* [The task]:
All of the material below is to be restated word for word, apart from the pictures.

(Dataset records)
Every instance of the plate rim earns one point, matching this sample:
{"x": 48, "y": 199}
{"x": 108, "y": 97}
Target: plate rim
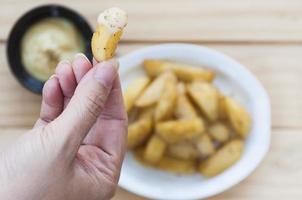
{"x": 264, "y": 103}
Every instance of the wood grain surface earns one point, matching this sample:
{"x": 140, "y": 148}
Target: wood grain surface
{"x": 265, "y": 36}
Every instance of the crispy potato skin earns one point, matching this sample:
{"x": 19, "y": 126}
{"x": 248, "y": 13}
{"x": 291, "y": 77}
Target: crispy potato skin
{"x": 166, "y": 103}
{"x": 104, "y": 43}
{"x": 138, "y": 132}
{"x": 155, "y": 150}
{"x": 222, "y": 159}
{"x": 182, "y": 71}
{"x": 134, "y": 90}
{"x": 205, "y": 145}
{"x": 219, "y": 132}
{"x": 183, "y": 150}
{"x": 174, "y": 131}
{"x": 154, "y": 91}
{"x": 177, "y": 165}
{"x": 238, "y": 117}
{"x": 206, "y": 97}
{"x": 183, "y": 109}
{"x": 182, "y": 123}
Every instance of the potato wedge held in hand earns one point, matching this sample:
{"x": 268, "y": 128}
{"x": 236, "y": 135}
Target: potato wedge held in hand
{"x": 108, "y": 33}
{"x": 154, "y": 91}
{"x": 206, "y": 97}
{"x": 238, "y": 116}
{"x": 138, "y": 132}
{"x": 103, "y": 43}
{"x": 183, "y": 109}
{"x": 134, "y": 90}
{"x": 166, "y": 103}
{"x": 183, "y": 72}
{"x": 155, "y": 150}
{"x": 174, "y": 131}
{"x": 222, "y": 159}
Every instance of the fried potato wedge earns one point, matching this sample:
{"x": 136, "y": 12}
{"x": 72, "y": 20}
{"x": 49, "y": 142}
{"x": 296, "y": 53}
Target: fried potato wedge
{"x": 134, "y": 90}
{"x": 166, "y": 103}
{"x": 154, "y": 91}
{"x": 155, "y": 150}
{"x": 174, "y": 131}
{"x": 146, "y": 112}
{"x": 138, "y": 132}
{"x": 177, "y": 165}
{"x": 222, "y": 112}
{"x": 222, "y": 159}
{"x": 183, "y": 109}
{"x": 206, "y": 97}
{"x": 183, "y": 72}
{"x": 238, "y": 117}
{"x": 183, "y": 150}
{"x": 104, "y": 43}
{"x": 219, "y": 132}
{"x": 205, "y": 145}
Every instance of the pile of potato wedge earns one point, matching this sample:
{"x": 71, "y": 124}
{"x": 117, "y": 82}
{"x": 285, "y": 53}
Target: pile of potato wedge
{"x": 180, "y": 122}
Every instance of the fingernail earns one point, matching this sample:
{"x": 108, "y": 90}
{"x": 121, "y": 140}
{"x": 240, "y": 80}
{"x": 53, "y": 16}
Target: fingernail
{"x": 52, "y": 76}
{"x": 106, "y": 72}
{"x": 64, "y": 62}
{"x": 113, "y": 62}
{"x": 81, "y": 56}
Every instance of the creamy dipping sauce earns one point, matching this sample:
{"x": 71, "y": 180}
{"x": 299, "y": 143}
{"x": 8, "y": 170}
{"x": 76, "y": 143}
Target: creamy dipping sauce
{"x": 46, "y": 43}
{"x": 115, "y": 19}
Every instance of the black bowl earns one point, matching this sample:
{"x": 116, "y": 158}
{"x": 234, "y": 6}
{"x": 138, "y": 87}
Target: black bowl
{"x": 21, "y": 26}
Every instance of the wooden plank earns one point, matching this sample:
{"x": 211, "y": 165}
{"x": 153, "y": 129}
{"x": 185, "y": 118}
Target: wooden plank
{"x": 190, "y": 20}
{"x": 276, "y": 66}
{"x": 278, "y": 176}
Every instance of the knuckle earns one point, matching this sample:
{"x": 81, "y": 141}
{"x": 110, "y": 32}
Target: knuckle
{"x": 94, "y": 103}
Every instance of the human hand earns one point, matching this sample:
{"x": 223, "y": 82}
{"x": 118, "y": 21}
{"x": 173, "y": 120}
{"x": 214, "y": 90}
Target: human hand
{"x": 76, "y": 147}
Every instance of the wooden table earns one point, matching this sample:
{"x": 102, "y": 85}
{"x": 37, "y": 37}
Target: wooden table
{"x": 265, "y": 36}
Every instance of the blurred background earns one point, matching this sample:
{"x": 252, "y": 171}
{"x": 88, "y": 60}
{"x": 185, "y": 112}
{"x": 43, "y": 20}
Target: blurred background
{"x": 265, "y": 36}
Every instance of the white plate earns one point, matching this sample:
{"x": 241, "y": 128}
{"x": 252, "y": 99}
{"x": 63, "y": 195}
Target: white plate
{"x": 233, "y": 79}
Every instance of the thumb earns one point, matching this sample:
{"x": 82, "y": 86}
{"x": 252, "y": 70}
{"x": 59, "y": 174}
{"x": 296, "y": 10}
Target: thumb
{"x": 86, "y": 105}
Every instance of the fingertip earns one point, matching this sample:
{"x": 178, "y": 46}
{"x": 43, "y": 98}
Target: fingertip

* [Result of the task]:
Every instance of the plate rim earns one point, matching this sample:
{"x": 48, "y": 199}
{"x": 108, "y": 97}
Target: plate rim
{"x": 264, "y": 103}
Every instance of the wood grain surface earns one point, matching this sample:
{"x": 140, "y": 148}
Target: wood grain surface
{"x": 265, "y": 36}
Every instance of the crispy potato skin earns one point, matching this sample:
{"x": 19, "y": 126}
{"x": 248, "y": 13}
{"x": 291, "y": 77}
Target: crispy potato skin
{"x": 166, "y": 103}
{"x": 104, "y": 43}
{"x": 138, "y": 132}
{"x": 155, "y": 150}
{"x": 222, "y": 159}
{"x": 182, "y": 71}
{"x": 134, "y": 90}
{"x": 205, "y": 145}
{"x": 219, "y": 132}
{"x": 183, "y": 150}
{"x": 174, "y": 131}
{"x": 154, "y": 91}
{"x": 177, "y": 165}
{"x": 238, "y": 117}
{"x": 206, "y": 97}
{"x": 183, "y": 109}
{"x": 182, "y": 123}
Every instance of the potato wedge held in hand earns one point, matching this sample:
{"x": 268, "y": 128}
{"x": 236, "y": 135}
Target: potato wedge held in hand
{"x": 108, "y": 33}
{"x": 154, "y": 91}
{"x": 206, "y": 97}
{"x": 238, "y": 116}
{"x": 138, "y": 132}
{"x": 103, "y": 43}
{"x": 183, "y": 109}
{"x": 134, "y": 90}
{"x": 166, "y": 103}
{"x": 183, "y": 72}
{"x": 155, "y": 150}
{"x": 174, "y": 131}
{"x": 222, "y": 159}
Every instance of the fried potato wedge earns one point, matching this sample:
{"x": 136, "y": 12}
{"x": 72, "y": 20}
{"x": 49, "y": 142}
{"x": 296, "y": 53}
Target: fried potato wedge
{"x": 134, "y": 90}
{"x": 166, "y": 103}
{"x": 154, "y": 91}
{"x": 155, "y": 150}
{"x": 174, "y": 131}
{"x": 146, "y": 112}
{"x": 138, "y": 132}
{"x": 177, "y": 165}
{"x": 222, "y": 112}
{"x": 222, "y": 159}
{"x": 183, "y": 109}
{"x": 206, "y": 97}
{"x": 183, "y": 72}
{"x": 238, "y": 117}
{"x": 183, "y": 150}
{"x": 104, "y": 43}
{"x": 219, "y": 132}
{"x": 205, "y": 145}
Every instance of the pile of potato wedge earns one point, matching this sample:
{"x": 71, "y": 124}
{"x": 117, "y": 82}
{"x": 285, "y": 53}
Target: pile of potato wedge
{"x": 180, "y": 122}
Every instance of the fingernail earns one point, matching this sample:
{"x": 108, "y": 90}
{"x": 121, "y": 140}
{"x": 240, "y": 80}
{"x": 53, "y": 16}
Target: fingernail
{"x": 52, "y": 76}
{"x": 106, "y": 72}
{"x": 64, "y": 62}
{"x": 113, "y": 62}
{"x": 81, "y": 56}
Every instance of the creamy dipping sauce earns one point, matching this sample:
{"x": 71, "y": 180}
{"x": 299, "y": 143}
{"x": 8, "y": 170}
{"x": 76, "y": 143}
Target: creamy dipping sauce
{"x": 46, "y": 43}
{"x": 115, "y": 19}
Every instance of the black bowl earns one point, matching this sample:
{"x": 116, "y": 158}
{"x": 234, "y": 6}
{"x": 138, "y": 87}
Target: black bowl
{"x": 21, "y": 26}
Every instance of the wooden plank earns one point, matching this sample:
{"x": 211, "y": 165}
{"x": 153, "y": 129}
{"x": 185, "y": 118}
Target: wooden plank
{"x": 190, "y": 20}
{"x": 276, "y": 66}
{"x": 278, "y": 176}
Every instance of the knuckle earns one point, matching this sample:
{"x": 81, "y": 141}
{"x": 110, "y": 32}
Target: knuckle
{"x": 94, "y": 103}
Every instance of the human hand earns one point, matching this sample:
{"x": 223, "y": 82}
{"x": 118, "y": 21}
{"x": 173, "y": 120}
{"x": 214, "y": 90}
Target: human hand
{"x": 76, "y": 147}
Every instance of the wooden table earns one point, matching this sample:
{"x": 102, "y": 85}
{"x": 37, "y": 37}
Target: wooden table
{"x": 265, "y": 36}
Every instance of the blurred background earns one point, matching this sample:
{"x": 252, "y": 171}
{"x": 88, "y": 60}
{"x": 185, "y": 112}
{"x": 43, "y": 20}
Target: blurred background
{"x": 265, "y": 36}
Every instance of the white plate earns one point, matching this sample:
{"x": 241, "y": 128}
{"x": 252, "y": 99}
{"x": 63, "y": 195}
Target: white plate
{"x": 233, "y": 79}
Every instance of the thumb earns one point, matching this sample:
{"x": 82, "y": 86}
{"x": 252, "y": 70}
{"x": 59, "y": 174}
{"x": 296, "y": 10}
Target: thumb
{"x": 86, "y": 105}
Every instance of the fingertip earns one point, matching this sample:
{"x": 178, "y": 46}
{"x": 43, "y": 98}
Target: fingertip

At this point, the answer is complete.